=== Begin Enclosure ===

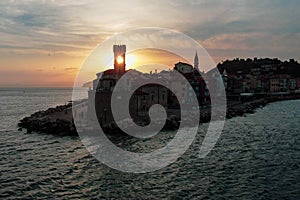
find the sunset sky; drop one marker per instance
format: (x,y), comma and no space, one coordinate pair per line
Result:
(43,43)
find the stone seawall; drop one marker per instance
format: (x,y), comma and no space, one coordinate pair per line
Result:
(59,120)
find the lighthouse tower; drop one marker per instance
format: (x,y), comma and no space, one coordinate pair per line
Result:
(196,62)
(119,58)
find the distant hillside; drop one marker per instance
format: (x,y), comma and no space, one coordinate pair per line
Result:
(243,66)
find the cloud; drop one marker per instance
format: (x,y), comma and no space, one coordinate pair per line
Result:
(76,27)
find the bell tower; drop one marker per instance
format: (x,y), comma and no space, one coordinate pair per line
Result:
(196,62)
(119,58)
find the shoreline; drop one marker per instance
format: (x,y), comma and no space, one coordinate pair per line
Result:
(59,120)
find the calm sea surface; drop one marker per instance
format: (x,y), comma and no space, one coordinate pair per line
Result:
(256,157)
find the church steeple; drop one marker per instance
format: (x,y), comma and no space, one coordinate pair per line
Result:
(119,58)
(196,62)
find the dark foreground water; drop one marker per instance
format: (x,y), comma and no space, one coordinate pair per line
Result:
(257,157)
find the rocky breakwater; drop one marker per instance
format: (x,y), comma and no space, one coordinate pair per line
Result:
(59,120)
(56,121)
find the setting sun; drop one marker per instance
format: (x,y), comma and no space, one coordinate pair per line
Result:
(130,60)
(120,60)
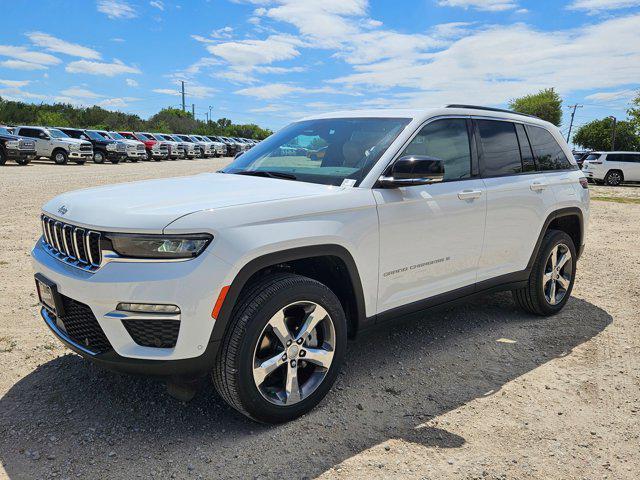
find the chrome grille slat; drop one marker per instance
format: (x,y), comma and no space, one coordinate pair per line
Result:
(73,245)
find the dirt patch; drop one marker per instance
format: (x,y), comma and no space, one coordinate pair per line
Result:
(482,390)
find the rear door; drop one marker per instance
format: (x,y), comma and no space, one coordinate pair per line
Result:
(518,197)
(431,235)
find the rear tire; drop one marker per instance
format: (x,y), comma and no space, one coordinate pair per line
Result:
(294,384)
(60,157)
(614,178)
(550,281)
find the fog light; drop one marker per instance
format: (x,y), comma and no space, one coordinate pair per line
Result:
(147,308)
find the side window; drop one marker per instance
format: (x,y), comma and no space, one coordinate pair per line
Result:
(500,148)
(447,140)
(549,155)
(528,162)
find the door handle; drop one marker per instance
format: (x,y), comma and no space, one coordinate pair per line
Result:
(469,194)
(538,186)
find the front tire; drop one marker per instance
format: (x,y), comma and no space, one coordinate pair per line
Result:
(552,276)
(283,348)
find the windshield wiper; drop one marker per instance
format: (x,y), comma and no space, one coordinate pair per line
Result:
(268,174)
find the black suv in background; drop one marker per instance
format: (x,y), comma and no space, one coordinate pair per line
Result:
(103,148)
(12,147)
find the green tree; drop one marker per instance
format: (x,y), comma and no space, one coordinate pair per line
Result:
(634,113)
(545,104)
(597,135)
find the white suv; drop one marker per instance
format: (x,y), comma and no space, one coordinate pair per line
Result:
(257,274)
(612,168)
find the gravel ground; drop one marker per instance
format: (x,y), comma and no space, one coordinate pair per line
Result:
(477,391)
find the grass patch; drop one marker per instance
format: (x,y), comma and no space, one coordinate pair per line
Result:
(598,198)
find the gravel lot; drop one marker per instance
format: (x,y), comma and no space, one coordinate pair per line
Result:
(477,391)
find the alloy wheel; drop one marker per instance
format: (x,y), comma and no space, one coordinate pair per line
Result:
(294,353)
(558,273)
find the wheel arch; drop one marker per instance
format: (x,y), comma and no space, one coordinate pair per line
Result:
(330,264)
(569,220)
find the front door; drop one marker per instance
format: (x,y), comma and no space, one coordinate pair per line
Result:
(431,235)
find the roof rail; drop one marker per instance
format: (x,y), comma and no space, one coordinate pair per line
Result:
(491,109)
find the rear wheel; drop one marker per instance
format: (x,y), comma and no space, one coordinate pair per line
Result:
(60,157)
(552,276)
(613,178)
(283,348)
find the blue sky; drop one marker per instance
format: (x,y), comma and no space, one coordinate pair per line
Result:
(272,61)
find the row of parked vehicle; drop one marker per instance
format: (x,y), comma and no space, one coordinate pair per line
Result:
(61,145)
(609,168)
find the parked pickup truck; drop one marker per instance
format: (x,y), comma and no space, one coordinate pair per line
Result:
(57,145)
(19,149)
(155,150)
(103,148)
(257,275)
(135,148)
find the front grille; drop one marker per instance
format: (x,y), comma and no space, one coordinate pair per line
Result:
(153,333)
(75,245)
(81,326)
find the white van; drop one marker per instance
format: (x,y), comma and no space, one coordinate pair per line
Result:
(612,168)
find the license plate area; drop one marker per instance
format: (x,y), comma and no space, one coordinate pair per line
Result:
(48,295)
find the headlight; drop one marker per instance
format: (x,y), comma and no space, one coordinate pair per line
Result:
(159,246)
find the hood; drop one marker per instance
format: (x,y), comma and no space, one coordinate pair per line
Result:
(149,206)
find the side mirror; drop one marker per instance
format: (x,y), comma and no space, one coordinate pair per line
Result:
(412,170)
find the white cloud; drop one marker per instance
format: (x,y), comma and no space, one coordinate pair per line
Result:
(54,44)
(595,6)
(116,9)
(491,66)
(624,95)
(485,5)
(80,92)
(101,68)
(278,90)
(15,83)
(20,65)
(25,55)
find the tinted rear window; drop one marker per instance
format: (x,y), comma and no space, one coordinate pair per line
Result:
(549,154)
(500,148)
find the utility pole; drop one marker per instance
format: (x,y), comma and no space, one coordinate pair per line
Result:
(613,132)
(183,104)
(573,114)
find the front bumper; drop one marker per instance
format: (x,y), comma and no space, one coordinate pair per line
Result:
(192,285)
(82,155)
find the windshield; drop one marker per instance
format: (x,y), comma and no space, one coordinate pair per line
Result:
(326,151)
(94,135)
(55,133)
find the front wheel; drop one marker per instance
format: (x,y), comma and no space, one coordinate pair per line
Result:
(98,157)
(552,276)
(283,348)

=== End Enclosure ===
=== Begin Enclosure ===

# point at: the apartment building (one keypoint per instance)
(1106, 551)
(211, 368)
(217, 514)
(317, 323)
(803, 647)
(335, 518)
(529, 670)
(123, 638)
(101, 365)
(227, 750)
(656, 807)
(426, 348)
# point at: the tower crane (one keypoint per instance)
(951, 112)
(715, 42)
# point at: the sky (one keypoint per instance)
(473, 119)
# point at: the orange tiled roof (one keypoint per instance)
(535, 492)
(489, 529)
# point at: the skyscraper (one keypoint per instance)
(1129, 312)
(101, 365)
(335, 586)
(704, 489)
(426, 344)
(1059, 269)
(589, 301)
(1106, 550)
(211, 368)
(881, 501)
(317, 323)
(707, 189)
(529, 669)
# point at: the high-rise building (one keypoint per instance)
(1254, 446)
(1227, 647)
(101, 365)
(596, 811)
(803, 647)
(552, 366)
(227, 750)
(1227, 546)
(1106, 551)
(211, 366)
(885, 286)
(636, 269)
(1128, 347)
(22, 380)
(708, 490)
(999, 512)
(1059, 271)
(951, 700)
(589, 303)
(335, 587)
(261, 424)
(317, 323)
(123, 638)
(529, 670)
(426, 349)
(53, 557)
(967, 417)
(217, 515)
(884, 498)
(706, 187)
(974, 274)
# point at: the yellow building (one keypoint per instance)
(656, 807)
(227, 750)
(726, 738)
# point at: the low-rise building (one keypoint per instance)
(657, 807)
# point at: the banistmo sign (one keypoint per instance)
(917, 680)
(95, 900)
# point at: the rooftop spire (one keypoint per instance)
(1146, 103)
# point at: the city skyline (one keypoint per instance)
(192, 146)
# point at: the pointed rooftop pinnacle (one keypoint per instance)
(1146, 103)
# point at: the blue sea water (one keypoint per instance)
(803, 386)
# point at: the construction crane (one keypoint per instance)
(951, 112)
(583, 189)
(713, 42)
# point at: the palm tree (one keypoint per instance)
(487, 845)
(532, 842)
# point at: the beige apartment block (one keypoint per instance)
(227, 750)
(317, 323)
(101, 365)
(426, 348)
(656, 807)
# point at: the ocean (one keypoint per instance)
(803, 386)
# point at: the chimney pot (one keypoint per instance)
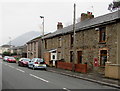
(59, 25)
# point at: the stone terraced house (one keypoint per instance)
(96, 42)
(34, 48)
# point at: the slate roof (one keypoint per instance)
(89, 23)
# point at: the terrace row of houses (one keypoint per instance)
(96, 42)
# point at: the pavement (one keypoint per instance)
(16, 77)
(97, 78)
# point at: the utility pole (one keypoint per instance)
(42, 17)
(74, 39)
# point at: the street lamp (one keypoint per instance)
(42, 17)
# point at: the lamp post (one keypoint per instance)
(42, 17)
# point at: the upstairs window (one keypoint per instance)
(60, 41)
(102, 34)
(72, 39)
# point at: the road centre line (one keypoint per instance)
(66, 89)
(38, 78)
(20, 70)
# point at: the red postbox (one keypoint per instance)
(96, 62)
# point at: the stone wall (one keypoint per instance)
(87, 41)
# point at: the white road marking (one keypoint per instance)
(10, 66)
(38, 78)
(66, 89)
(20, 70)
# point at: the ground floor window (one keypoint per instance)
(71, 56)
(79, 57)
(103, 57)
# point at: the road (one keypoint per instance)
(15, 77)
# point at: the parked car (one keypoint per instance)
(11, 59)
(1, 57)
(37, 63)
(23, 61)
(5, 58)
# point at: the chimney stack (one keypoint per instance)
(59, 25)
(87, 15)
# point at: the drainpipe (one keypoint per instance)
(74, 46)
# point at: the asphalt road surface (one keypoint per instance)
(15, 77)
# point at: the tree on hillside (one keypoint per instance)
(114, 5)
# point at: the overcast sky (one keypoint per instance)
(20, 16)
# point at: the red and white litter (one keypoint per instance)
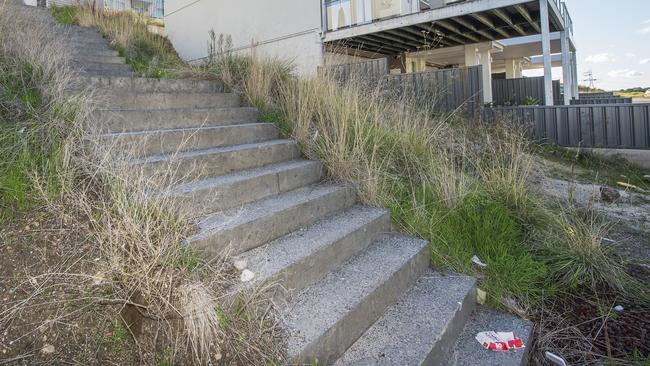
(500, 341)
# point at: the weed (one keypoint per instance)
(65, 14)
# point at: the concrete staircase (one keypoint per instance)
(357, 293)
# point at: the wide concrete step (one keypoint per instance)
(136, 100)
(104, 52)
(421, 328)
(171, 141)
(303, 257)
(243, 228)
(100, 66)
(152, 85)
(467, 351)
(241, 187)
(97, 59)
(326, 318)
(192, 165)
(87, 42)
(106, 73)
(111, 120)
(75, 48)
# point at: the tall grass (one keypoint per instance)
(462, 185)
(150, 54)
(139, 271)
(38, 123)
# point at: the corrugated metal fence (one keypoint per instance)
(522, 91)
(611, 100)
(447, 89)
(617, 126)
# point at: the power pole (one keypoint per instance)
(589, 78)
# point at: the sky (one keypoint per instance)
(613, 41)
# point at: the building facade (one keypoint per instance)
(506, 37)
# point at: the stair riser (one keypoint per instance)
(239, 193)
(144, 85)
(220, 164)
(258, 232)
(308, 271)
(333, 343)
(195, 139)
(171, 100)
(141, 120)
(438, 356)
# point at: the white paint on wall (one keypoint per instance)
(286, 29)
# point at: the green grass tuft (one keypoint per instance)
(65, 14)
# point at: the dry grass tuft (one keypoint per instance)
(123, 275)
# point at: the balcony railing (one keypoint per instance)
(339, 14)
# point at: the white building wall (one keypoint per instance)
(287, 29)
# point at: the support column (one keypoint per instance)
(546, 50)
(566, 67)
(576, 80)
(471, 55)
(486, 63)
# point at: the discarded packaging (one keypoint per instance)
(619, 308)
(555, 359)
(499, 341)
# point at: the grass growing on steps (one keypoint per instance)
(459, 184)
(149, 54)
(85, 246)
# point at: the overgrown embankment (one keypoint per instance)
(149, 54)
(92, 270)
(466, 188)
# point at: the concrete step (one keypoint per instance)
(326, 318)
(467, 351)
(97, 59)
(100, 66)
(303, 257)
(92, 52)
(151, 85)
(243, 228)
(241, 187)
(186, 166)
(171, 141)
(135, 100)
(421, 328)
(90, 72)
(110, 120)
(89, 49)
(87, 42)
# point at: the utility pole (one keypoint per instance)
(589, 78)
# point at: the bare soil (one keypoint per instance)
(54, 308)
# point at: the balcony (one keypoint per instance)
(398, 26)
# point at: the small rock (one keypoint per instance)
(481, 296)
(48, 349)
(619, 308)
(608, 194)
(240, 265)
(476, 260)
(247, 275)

=== End Enclosure ===
=== Begin Enclosure ===

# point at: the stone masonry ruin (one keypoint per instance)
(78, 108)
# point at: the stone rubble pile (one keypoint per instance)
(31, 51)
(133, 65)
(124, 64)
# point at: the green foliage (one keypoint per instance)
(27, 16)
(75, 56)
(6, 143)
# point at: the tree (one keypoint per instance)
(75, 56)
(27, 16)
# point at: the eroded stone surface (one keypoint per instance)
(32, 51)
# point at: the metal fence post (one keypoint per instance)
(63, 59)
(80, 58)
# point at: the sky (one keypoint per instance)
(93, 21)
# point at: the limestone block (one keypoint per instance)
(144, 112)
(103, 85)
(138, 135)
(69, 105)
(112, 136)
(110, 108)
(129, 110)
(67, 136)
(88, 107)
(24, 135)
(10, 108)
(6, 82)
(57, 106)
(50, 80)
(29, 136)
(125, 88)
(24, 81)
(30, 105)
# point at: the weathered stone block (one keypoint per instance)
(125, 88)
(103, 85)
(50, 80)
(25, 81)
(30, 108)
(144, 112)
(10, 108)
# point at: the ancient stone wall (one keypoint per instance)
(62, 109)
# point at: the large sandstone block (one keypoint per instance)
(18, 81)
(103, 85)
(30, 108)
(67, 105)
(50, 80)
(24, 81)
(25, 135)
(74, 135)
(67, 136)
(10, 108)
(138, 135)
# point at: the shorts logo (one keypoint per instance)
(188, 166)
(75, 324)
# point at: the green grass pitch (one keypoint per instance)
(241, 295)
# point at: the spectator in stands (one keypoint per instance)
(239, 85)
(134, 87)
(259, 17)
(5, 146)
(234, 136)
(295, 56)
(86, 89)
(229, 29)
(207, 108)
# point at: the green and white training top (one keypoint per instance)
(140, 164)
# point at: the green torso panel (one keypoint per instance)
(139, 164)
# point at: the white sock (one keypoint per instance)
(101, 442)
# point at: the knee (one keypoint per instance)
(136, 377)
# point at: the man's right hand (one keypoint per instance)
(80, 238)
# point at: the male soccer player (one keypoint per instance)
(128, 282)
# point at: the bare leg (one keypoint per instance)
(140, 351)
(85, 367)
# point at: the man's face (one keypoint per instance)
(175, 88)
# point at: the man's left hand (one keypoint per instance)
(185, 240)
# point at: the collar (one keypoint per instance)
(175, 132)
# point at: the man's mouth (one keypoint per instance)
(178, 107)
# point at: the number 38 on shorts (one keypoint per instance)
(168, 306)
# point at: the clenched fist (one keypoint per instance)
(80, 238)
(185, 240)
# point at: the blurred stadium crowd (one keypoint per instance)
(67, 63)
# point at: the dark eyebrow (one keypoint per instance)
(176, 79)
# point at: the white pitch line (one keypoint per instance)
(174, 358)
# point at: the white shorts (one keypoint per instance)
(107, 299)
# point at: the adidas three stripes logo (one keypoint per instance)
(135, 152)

=== End Enclosure ===

> [TASK BRIEF]
Every line in the data above that contains the word "rear" should be copied.

> [EXERCISE ANSWER]
find the rear door; drop one marker per instance
find the rear tire; drop one marker per instance
find the rear wheel; drop one marker per instance
find the tinted rear window; drop one marker per instance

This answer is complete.